▶ Extracted material:
_ _ _ _ _

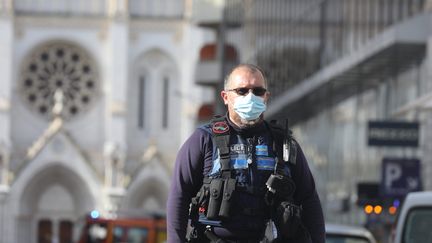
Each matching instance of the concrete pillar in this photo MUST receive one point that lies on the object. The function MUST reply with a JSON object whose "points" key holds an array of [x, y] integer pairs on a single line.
{"points": [[6, 60], [116, 98]]}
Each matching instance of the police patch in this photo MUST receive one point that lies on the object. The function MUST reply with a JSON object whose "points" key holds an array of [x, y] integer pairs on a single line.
{"points": [[220, 127]]}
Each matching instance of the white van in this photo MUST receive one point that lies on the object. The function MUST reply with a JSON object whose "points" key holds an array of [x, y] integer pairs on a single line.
{"points": [[414, 221]]}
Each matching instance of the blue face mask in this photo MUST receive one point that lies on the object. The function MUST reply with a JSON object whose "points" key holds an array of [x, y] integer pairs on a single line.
{"points": [[249, 107]]}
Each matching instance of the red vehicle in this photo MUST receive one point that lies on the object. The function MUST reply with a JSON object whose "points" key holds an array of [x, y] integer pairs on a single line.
{"points": [[119, 230]]}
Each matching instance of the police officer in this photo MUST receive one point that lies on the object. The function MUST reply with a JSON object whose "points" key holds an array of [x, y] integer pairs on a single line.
{"points": [[240, 178]]}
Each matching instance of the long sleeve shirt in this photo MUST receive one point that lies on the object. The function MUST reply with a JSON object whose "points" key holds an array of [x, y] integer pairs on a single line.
{"points": [[195, 160]]}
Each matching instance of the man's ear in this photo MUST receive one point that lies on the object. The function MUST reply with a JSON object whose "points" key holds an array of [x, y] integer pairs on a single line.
{"points": [[224, 96], [266, 97]]}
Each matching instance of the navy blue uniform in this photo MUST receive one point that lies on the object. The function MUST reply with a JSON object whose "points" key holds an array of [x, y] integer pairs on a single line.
{"points": [[195, 161]]}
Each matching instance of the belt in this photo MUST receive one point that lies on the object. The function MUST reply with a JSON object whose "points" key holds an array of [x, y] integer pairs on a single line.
{"points": [[215, 239]]}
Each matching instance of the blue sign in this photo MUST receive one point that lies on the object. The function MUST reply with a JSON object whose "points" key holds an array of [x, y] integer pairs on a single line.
{"points": [[400, 176], [393, 133]]}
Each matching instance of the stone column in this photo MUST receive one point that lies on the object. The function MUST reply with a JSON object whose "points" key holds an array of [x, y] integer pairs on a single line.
{"points": [[6, 60], [116, 100]]}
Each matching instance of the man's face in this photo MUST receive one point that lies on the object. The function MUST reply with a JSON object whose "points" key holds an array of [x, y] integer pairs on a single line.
{"points": [[242, 78]]}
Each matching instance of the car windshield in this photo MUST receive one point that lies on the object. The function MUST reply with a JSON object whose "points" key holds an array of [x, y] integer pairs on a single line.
{"points": [[417, 228], [345, 239]]}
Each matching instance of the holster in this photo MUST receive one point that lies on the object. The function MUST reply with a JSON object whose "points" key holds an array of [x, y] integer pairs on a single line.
{"points": [[288, 220], [221, 191]]}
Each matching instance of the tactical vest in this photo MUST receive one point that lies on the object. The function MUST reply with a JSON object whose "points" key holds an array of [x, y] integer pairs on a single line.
{"points": [[234, 193]]}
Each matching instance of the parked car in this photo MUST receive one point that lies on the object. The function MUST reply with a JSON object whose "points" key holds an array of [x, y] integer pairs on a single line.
{"points": [[414, 221], [336, 233]]}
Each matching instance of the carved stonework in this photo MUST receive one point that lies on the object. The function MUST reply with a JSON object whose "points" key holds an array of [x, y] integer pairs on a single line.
{"points": [[59, 66]]}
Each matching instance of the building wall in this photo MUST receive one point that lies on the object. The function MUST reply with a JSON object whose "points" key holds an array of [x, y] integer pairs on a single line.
{"points": [[116, 155]]}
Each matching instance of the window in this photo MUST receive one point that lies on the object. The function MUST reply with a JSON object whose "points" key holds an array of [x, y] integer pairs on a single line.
{"points": [[66, 231], [165, 108], [45, 231], [141, 97], [59, 67]]}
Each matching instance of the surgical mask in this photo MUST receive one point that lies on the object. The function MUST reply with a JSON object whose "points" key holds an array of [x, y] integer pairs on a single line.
{"points": [[249, 107]]}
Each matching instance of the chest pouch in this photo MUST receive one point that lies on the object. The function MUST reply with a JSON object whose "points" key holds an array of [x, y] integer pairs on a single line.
{"points": [[221, 189]]}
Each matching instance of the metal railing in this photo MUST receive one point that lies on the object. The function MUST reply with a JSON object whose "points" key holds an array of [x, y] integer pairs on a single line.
{"points": [[292, 39], [135, 8]]}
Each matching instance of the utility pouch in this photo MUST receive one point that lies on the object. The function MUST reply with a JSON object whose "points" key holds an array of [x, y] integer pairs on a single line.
{"points": [[288, 219], [283, 187], [229, 188], [216, 187]]}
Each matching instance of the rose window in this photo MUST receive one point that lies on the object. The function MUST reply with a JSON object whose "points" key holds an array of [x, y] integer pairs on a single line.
{"points": [[64, 67]]}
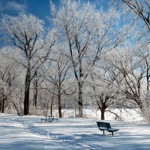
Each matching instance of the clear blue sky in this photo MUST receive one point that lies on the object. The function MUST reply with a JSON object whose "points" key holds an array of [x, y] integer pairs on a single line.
{"points": [[39, 8]]}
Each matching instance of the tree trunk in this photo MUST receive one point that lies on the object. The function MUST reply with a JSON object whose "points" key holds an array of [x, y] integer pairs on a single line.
{"points": [[59, 105], [35, 96], [3, 105], [27, 93], [102, 114], [80, 99]]}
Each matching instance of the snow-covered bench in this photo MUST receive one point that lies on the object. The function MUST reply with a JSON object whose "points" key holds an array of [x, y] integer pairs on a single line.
{"points": [[20, 114], [106, 126], [49, 119]]}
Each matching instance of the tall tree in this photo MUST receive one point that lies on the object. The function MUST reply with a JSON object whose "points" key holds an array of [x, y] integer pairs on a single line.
{"points": [[26, 33]]}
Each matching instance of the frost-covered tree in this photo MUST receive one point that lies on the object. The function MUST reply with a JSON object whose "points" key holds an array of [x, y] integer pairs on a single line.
{"points": [[10, 81], [86, 34], [26, 32], [141, 8]]}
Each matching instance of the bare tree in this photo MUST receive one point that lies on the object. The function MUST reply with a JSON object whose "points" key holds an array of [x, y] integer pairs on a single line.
{"points": [[141, 8], [26, 33]]}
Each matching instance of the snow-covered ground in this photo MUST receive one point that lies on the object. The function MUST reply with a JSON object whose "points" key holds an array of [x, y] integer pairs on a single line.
{"points": [[29, 133]]}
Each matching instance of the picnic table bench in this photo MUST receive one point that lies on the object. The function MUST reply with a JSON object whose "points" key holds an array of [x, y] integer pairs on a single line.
{"points": [[106, 126], [49, 119], [20, 114]]}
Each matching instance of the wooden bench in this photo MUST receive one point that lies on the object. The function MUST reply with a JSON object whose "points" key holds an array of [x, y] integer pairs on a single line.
{"points": [[106, 126], [46, 119], [49, 119], [20, 114]]}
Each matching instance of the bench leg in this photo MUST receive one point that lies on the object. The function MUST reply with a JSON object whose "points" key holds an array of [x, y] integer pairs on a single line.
{"points": [[103, 132]]}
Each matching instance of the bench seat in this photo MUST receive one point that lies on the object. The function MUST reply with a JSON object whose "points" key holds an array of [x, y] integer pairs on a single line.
{"points": [[106, 126]]}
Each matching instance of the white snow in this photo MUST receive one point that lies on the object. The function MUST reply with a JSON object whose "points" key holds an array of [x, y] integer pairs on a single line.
{"points": [[29, 133]]}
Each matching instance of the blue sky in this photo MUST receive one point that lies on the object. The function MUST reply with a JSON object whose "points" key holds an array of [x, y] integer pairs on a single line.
{"points": [[38, 8]]}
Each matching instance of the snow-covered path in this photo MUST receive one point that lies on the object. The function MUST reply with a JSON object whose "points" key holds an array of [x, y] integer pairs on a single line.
{"points": [[28, 133]]}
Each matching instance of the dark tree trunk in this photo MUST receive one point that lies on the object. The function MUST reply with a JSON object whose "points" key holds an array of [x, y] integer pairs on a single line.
{"points": [[51, 106], [59, 105], [80, 99], [35, 94], [3, 105], [102, 114], [27, 93]]}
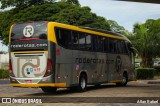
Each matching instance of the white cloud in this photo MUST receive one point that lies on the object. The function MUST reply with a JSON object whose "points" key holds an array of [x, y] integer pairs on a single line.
{"points": [[125, 13]]}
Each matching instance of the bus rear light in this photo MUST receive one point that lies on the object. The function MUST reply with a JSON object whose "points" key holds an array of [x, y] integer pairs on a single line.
{"points": [[11, 69], [49, 70]]}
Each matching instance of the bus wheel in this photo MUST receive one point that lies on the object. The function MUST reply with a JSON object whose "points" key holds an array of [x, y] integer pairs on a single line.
{"points": [[49, 89], [124, 80], [82, 83]]}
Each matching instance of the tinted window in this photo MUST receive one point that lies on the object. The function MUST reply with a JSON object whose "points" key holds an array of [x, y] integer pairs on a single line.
{"points": [[88, 42], [111, 45], [82, 41], [100, 42], [75, 40], [64, 38], [29, 30], [105, 44]]}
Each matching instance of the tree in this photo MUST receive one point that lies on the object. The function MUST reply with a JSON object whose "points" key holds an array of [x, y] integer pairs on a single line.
{"points": [[21, 4], [146, 39]]}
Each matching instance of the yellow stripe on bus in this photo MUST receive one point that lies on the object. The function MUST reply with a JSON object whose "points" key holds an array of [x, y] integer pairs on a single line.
{"points": [[28, 52], [115, 81], [52, 25], [63, 85]]}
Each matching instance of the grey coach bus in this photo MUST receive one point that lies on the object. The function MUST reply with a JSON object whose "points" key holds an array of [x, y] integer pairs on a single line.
{"points": [[50, 55]]}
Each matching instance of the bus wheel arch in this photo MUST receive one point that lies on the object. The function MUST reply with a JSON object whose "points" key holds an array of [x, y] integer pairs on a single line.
{"points": [[82, 83]]}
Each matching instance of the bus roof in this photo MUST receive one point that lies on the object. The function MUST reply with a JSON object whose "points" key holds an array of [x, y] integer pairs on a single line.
{"points": [[90, 30]]}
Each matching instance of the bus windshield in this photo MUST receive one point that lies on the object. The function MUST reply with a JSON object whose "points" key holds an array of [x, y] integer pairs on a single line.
{"points": [[30, 30]]}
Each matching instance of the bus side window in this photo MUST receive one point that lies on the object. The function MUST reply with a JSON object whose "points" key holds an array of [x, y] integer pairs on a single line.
{"points": [[75, 40], [82, 41], [88, 42], [94, 43], [105, 43], [124, 49], [100, 44], [119, 47], [64, 38]]}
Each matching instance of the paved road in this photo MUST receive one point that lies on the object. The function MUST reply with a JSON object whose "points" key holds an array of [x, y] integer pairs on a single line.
{"points": [[105, 93]]}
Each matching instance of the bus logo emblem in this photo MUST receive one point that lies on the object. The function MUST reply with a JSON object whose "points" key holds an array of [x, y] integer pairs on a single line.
{"points": [[28, 31]]}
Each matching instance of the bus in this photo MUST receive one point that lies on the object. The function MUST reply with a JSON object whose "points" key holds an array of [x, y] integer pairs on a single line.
{"points": [[51, 55]]}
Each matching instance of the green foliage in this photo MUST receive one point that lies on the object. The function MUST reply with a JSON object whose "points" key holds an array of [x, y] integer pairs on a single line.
{"points": [[145, 73], [4, 73]]}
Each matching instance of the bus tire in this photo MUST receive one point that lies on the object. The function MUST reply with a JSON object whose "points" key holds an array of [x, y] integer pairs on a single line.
{"points": [[124, 80], [49, 89], [82, 86]]}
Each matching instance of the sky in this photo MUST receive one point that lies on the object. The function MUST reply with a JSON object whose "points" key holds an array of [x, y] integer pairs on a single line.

_ _ _ _ _

▶ Directions: Exactly reproduce the line containing "Each matching instance of the bus side" and all lines after it in the material, stopping only at the end.

▶ Reply to the exercise:
Each matching instance of the bus side window in this photo MUST receive one point that lies on the object. The function MUST reply with a JSON object whose "points" key holds an array of [x, y] integer pairs on a single line.
{"points": [[75, 40], [82, 41], [88, 42], [94, 43], [105, 43], [124, 49], [100, 44], [119, 47], [64, 38]]}
Each matching instance of the paved road in this photo MUST receive one point that lies on the object. The function MUST reply with a JSON object whose "points" key holds an array of [x, y] integer pairs on a single line.
{"points": [[105, 93]]}
Each matching instance of the bus logo emblem in this photo MUST receive one point that lies on the object. The function MUST reply with a JSON object whose "points" key holds an array of [x, y] integer pairs on a single line.
{"points": [[28, 31]]}
Each matching instance of the bus in this photo MUST receive one point that lies on the object. The function MUST reply with a JSON object whose "points" key holds an array of [x, y] integer pairs on a single line.
{"points": [[51, 55]]}
Each matching instance of the green foliage in this photo MUST receive one point that lies on the object. The function MUST reply with a JSON object whose "points" key holds an array of [x, y] integer pairs on a single line.
{"points": [[145, 73], [4, 73]]}
Each matching instance of the bus tire in this photo MUST receive one point that lies on the object. The function MUST reply with a JSON object whose "points" key holds an array of [x, y] integer pairs on a single line.
{"points": [[124, 80], [49, 89], [82, 86]]}
Each matching instance of the sky in this photo MUST receive one point that lies on the object. The function MUST reply with a JSON object whose "points" key holds an array of [x, y] integer pairs on a single line.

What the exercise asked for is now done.